◆ LEESTEKST ◆
--------------------------------
Organisatie | Sint Maarten |
---|---|
Organisatietype | Koninkrijksdeel |
Officiële naam regeling | LANDSVERORDENING regelende de heffing en invordering van een logeergastenbelasting |
Citeertitel | Logeergastenbelastingverordening |
Vastgesteld door | Minister van Financiën |
Onderwerp | financiën en economie |
Eigen onderwerp | belastingen |
Deze regeling is tevens vastgesteld door de Minister van Algemene Zaken.
Onbekend.
Geen.
Datum inwerkingtreding | Terugwerkende kracht tot en met | Datum uitwerkingtreding | Betreft | Datum ondertekening Bron bekendmaking | Kenmerk voorstel |
---|---|---|---|---|---|
09-12-2022 | artikel 5a | 06-12-2022 |
In deze verordening wordt verstaan onder:
de logeerprijs: de door de belastingplichtige aan de logeergast in rekening te brengen of gebrachte vergoeding, onderscheidenlijk de vanaf het begin van de time sharing in rekening te brengen of gebrachte vergoeding in welke vorm dan ook voor het beschikbaar houden van een verblijfsruimte als bedoeld in artikel 1, onderdeel b;
time sharing: elke vorm waarbij een persoon al dan niet krachtens een zakelijk of persoonlijk recht voor een bepaalde of onbepaalde periode het genot heeft van een onroerend goed of een gedeelte daarvan, onder de beperking van de uitoefening van dat recht in die zin, dat het gebruik van het onroerend goed de desbetreffende persoon slechts gedurende een nauwkeurig omschreven deel van het jaar periodiek toekomt;
Onverminderd het bepaalde in artikel 8, eerste lid, moeten de aanslagen van de ingevolge artikel 1, onderdeel b, geheven belasting, worden betaald in zoveel gelijke termijnen als er na de maand van de dagtekening van het aanslagbiljet nog maanden in het belastingjaar overblijven, met dien verstande dat het aantal termijnen tenminste twee bedraagt. De eerste termijn vervalt een maand na de dagtekening van het aanslagbiljet en elk van de volgende termijnen telkens een maand later.
Het gelegenheid bieden tot verblijf als bedoeld in artikel 1 is vrijgesteld van logeergastenbelasting indien het verblijf of het beschikbaar houden van een verblijfsruimte is overeengekomen met en de logeerprijs in rekening is of wordt gebracht aan een door de minister aangewezen internationale organisatie.
De belastingplichtige, bedoeld in artikel 5, eerste lid, draagt de in een kalendermaand ontvangen logeergastenbelasting voor de vijftiende dag van de volgende maand af aan de Ontvanger, onder overlegging van een ondertekende opgave op een daartoe bij landsbesluit, houdende algemene maatregelen, vastgesteld formulier.
Indien geen of te late afdracht van logeergastenbelasting plaatsvindt, legt het Hoofd van de afdeling Financiën een al dan niet nadere voorlopige aanslag op, die onmiddellijk invorderbaar is. Deze aanslag houdt tevens een verhoging van 10% van de gevorderde of te laat betaalde logeergastenbelasting in.
--------------------------------
◆ LIJST VAN ITEMS ◆
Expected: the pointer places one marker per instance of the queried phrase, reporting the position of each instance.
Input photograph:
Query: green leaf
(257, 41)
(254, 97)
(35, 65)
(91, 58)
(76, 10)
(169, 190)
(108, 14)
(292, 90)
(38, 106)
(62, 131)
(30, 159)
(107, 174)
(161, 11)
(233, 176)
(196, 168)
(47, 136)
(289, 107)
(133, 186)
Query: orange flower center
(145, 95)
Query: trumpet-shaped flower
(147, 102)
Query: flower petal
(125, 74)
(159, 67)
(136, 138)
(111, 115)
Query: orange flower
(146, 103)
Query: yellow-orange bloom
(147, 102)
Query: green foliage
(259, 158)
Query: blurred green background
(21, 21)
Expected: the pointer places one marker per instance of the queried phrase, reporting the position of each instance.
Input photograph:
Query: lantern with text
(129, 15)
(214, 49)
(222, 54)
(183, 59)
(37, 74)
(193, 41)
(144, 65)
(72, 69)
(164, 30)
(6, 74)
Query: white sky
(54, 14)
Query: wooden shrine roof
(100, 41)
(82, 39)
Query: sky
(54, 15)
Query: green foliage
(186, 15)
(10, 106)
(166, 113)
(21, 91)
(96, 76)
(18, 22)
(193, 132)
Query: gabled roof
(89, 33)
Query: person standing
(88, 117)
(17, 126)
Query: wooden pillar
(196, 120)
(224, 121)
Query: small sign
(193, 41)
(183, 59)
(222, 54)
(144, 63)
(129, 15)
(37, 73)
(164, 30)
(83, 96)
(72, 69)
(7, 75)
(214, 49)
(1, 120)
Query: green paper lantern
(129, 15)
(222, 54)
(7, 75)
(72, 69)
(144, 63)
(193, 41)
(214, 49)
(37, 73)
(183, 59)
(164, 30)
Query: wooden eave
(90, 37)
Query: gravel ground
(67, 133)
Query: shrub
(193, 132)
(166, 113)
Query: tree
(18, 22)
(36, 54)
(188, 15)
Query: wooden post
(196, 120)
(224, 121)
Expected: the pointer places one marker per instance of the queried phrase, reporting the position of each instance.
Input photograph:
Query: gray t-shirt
--------------------------------
◆ OPGAVE A ◆
Voor welke dag moet de belastingplichtige volgens de logeergastenbelastingverordening de in een kalendermaand ontvangen belasting aan de Ontvanger afdragen?
◆ OPGAVE B ◆
Neem uit de logeergastenbelastingverordening het deel over dat opent met de woorden "De belastingplichtige, bedoeld" en sluit met "maatregelen, vastgesteld formulier.", en verruil daarin "Ontvanger" voor "Belastingdienst".
◆ OPGAVE C ◆
Pak de logeergastenbelastingverordening op waar die ophoudt en schrijf verder.

◆ ANTWOORD A ◆
Voor de vijftiende dag van de volgende maand.

◆ ANTWOORD B ◆
De belastingplichtige, bedoeld in artikel 5, eerste lid, draagt de in een kalendermaand ontvangen logeergastenbelasting voor de vijftiende dag van de volgende maand af aan de Belastingdienst, onder overlegging van een ondertekende opgave op een daartoe bij landsbesluit, houdende algemene maatregelen, vastgesteld formulier.

◆ ANTWOORD C ◆
Hij, die gedurende het belastingjaar belastingschuldig was en aan wie niet een aangiftebiljet is uitgereikt of toegezonden, is verplicht voor 15 januari van het eerstvolgende kalenderjaar bij de Afdeling Financiën een aanslagbiljet aan te vragen en dit daarna voor 1 februari daarop volgend, ingevuld en ondertekend bij de Afdeling Financiën te bezorgen of te doen bezorgen.
Aan de belastingschuldige kan een voorlopige aanslag, alsmede een of meer nadere voorlopige aanslagen over het lopende belastingjaar of over enige maand van het belastingjaar worden opgelegd.
De bedragen van de voorlopige aanslagen, met uitzondering van de in artikel 8, tweede lid, bedoelde verhoging, worden bij een jaarlijkse definitieve aanslag verrekend.
Voorlopige aanslagen, uitgezonderd aanslagen als bedoeld in artikel 8, tweede lid, zijn invorderbaar in zovele termijnen, als er nog niet verstreken volle kalendermaanden over zijn in het lopende kalenderjaar, na de maand van de dagtekening van het aanslagbiljet. Termijnen vervallen op de 15de van de maand.
Tegen de beslissing, bedoeld in artikel 13, tweede lid, kan de belanghebbende binnen twee maanden na dagtekening van het afschrift van die beslissing, beroep instellen bij het Gerecht, bedoeld in artikel 1, eerste lid, van de Landsverordening op het beroep in belastingzaken.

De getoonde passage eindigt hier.